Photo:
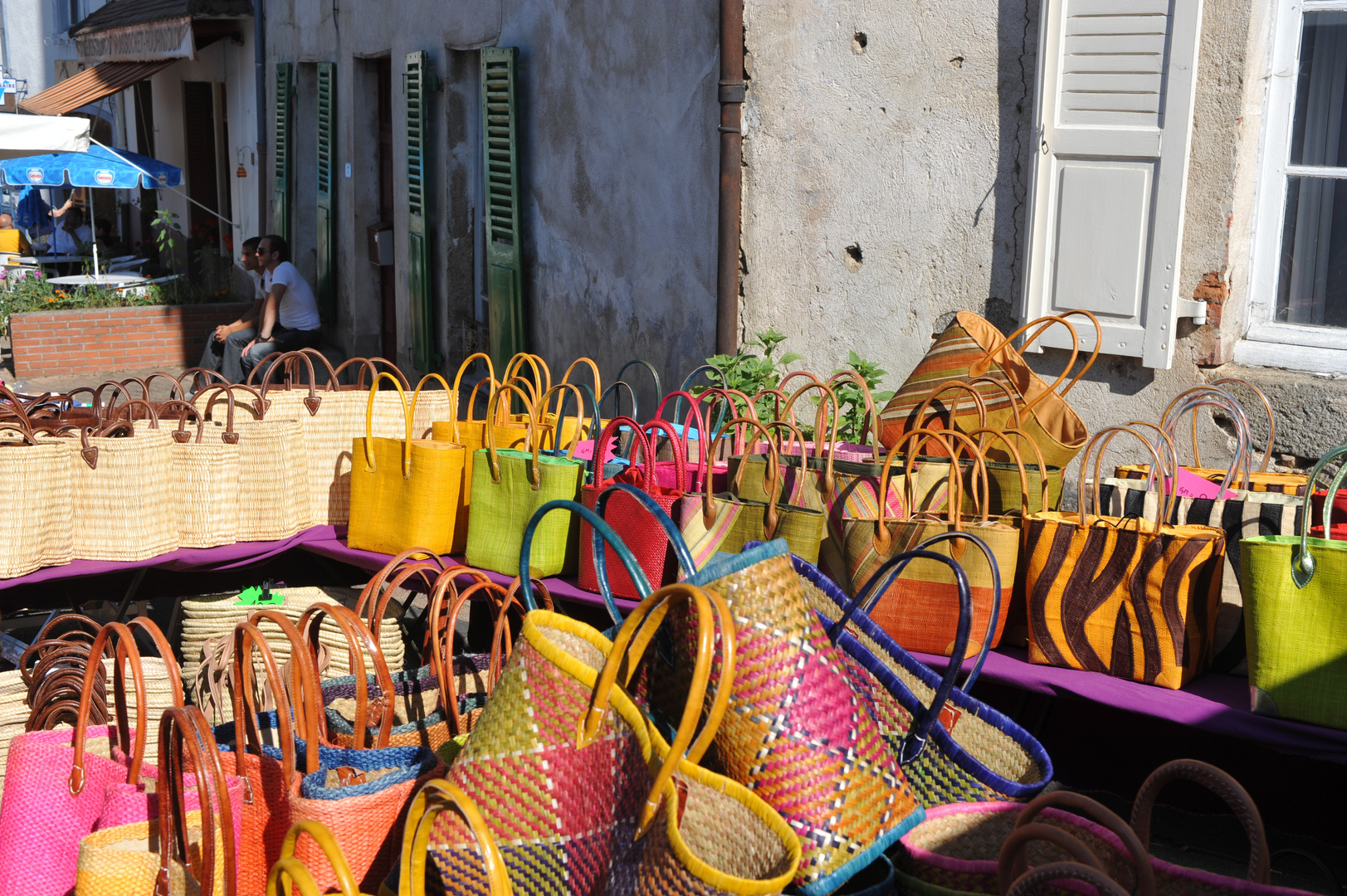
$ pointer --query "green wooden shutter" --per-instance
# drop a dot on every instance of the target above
(500, 168)
(415, 84)
(281, 196)
(326, 174)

#####

### Task description
Would you set down the material exactly as it stands, without the pictures?

### Written answer
Photo:
$ pointer --query "green wooden shutter" --per-instance
# drop a dot on every instance of the target above
(500, 168)
(415, 84)
(281, 196)
(326, 174)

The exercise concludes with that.